* BEGIN Stored rows *
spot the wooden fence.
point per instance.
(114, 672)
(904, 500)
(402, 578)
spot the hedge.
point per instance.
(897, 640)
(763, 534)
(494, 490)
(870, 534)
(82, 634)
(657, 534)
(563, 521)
* END Stored rows *
Please rewrite all the items above, replacing "spot" with "locate" and leaving everything else unchanged.

**The output:**
locate the wooden fence.
point per instance.
(114, 672)
(904, 500)
(402, 578)
locate the hedge.
point per instance.
(897, 640)
(763, 534)
(494, 490)
(870, 534)
(82, 634)
(657, 534)
(563, 521)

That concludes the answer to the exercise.